Your objective: Filter the rows below, keeping every line that contains the string "white" and copying each one over unchanged. Treat uppercase and lowercase as distinct.
========================
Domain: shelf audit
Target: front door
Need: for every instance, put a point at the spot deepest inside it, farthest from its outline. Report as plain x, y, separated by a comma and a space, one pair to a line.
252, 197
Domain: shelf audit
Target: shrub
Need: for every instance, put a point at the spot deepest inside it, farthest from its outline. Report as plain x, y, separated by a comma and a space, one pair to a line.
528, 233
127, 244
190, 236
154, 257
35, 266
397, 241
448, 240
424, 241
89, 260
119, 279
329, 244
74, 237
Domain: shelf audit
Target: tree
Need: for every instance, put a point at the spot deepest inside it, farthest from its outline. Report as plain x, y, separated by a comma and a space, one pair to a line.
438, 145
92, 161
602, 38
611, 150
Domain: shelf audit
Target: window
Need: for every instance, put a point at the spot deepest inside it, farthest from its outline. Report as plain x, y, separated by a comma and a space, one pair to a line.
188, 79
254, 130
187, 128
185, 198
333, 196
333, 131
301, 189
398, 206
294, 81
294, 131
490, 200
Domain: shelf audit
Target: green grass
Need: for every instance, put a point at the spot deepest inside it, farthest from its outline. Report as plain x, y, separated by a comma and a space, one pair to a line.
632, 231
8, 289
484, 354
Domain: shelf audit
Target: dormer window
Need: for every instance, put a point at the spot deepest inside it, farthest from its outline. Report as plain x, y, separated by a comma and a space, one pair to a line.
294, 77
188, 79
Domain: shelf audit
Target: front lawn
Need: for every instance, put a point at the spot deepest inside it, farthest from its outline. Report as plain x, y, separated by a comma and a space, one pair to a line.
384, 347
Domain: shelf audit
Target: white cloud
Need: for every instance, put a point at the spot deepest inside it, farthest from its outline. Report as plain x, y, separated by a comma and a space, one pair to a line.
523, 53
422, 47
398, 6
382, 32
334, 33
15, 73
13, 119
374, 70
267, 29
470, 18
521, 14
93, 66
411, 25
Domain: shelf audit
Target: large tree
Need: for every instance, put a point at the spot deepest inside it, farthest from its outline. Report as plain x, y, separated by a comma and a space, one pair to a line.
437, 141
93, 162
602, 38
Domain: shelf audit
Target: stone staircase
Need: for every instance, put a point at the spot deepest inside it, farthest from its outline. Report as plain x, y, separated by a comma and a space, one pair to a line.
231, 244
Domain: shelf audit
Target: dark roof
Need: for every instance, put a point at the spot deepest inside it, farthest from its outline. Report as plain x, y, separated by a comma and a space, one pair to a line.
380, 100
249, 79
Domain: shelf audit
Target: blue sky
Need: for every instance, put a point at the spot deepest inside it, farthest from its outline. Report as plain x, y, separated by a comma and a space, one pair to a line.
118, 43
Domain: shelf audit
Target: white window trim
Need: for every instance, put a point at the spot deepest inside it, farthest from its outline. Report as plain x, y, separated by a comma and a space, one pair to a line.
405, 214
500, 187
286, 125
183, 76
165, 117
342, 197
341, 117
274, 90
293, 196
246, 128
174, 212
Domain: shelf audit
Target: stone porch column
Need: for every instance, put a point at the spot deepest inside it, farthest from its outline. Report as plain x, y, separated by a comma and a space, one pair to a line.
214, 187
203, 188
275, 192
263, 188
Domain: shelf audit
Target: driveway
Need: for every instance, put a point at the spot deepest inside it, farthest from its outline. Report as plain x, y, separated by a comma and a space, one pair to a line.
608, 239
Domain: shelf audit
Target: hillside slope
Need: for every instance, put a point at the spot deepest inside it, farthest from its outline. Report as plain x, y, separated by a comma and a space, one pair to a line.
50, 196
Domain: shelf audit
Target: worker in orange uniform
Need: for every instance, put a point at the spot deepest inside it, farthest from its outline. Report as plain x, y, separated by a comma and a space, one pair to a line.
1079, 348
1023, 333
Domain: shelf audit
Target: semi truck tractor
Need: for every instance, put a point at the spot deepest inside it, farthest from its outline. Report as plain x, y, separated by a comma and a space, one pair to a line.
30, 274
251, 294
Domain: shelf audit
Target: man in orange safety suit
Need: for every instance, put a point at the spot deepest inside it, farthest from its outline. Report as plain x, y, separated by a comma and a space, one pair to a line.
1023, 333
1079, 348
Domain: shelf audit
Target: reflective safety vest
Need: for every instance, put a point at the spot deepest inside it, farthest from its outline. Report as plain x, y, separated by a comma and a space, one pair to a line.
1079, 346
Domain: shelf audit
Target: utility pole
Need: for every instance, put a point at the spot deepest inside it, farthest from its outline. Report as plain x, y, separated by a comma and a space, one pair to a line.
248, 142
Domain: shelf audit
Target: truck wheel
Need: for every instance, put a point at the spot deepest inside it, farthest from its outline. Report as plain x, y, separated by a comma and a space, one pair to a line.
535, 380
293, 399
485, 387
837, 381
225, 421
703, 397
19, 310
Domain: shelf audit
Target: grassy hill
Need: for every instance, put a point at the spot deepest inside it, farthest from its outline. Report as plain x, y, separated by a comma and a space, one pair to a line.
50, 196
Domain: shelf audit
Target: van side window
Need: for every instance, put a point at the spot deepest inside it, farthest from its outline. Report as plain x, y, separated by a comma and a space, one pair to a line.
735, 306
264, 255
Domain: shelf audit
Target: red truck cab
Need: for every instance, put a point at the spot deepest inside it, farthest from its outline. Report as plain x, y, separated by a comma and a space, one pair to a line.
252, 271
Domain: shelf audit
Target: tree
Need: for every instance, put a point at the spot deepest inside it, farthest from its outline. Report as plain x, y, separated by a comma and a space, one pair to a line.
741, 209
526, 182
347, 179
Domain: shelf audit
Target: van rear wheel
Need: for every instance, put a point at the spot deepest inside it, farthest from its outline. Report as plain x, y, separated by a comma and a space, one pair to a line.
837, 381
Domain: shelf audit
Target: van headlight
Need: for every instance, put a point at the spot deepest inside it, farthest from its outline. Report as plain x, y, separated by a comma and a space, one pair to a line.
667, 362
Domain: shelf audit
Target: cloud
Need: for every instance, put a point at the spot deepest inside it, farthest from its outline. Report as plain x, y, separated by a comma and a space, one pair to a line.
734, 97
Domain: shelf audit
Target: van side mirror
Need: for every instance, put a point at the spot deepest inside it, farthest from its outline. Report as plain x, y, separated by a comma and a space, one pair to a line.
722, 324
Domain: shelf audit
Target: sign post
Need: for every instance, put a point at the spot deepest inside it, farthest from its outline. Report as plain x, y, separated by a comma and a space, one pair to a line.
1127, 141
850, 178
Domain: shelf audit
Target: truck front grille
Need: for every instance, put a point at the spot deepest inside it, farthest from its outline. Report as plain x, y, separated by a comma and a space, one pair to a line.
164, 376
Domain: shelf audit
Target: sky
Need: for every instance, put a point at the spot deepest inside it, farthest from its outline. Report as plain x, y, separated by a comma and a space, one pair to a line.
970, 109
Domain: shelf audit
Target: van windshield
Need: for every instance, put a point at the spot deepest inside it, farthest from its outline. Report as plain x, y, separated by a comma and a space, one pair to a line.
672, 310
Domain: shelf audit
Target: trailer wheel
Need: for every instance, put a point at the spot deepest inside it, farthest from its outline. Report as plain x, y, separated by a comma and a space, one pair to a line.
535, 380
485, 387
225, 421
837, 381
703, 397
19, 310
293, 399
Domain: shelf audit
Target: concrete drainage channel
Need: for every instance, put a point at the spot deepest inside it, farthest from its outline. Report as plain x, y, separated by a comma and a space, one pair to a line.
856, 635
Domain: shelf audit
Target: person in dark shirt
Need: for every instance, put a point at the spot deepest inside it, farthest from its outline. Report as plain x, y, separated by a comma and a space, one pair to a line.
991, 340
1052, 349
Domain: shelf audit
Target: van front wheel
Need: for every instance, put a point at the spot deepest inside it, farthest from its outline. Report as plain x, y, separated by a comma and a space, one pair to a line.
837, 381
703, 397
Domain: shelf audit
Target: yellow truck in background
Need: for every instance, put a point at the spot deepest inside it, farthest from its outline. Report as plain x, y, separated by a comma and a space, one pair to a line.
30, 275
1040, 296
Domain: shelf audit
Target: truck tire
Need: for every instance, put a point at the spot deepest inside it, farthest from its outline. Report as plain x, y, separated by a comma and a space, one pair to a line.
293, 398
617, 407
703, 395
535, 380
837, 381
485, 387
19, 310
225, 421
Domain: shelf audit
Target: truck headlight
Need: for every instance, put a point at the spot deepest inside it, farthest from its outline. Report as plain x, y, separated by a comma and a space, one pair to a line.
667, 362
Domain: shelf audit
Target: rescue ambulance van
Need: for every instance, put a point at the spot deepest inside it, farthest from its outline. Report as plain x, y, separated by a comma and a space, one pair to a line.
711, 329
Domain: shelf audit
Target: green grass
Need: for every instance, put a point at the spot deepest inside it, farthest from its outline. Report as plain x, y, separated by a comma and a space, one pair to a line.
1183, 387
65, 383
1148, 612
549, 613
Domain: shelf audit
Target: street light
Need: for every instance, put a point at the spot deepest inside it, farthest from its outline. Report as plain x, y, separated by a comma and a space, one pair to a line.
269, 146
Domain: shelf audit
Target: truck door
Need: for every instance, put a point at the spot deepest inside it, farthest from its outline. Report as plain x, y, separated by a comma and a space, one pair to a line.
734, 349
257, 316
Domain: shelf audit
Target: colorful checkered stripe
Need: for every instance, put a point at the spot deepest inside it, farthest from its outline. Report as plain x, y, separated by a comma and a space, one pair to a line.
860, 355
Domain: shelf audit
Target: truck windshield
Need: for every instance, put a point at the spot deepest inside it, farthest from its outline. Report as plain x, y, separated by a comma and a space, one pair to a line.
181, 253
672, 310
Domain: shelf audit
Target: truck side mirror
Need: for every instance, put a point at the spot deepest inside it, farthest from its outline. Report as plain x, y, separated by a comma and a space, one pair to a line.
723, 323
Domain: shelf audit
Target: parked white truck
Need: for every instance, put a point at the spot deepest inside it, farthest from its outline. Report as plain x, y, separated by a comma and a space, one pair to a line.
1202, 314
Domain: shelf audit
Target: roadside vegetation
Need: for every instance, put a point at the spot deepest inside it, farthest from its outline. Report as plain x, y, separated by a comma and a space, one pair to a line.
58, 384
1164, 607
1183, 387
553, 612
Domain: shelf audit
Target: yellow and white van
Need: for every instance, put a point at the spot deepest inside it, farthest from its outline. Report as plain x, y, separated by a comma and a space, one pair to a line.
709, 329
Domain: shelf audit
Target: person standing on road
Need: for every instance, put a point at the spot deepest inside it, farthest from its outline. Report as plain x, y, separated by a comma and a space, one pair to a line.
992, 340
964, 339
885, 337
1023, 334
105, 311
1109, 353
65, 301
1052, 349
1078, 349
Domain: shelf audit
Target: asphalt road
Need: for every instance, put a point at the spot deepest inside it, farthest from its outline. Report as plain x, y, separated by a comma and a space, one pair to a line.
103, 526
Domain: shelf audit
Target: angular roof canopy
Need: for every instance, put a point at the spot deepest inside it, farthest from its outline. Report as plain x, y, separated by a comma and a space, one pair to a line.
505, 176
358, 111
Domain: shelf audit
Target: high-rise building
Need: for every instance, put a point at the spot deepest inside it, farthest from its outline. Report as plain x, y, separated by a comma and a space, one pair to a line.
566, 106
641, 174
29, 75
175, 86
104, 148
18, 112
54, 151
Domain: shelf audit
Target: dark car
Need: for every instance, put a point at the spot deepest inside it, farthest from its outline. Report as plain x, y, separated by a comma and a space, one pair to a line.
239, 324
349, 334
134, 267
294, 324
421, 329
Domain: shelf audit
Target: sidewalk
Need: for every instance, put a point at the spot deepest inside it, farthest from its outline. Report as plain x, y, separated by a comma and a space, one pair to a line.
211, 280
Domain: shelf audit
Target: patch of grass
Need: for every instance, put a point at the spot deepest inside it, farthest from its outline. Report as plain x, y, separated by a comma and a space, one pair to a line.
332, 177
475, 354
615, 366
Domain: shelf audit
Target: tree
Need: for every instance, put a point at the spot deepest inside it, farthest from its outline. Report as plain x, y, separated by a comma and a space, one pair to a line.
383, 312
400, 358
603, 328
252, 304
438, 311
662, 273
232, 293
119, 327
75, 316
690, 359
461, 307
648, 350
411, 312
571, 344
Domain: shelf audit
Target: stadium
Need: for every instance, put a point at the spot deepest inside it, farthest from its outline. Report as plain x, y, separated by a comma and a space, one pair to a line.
========================
Response:
Target: white cloud
Target: white window trim
Target: parked white truck
Target: yellow and white van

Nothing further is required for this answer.